Duplicate the lines in the records below, from the line with "the dry fallen" up to and including the line with "pixel 641 413".

┌──

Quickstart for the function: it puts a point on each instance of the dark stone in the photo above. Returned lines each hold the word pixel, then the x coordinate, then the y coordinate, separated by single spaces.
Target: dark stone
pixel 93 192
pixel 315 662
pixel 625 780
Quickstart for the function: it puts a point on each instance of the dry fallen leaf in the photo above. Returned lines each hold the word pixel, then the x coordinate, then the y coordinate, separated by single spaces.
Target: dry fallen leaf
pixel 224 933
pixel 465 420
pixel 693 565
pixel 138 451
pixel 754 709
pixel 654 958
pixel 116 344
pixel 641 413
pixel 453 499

└──
┌──

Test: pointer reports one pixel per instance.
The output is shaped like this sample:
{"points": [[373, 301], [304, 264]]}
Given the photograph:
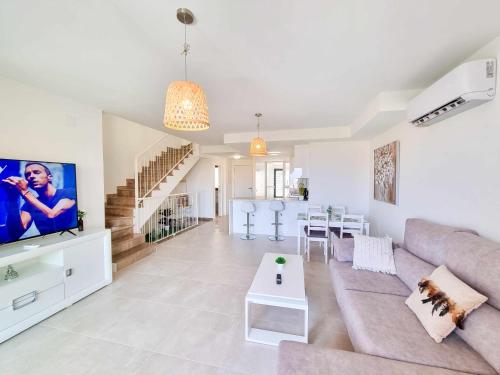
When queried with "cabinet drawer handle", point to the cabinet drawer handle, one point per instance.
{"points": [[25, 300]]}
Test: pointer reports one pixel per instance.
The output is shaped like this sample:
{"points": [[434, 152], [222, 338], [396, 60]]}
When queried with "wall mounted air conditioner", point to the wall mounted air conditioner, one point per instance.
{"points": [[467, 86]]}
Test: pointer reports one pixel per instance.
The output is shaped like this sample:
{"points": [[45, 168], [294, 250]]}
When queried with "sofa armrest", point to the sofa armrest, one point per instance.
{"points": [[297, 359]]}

└──

Task answer:
Quickstart for the function: it puts a point on each instance of the dry fallen leaf in the photo above. Returned lines each hold the word pixel, then the x coordinate, then the y coordinate, separated by single spaces.
Target: dry fallen leaf
pixel 224 933
pixel 465 420
pixel 693 565
pixel 138 451
pixel 754 709
pixel 654 958
pixel 116 344
pixel 641 413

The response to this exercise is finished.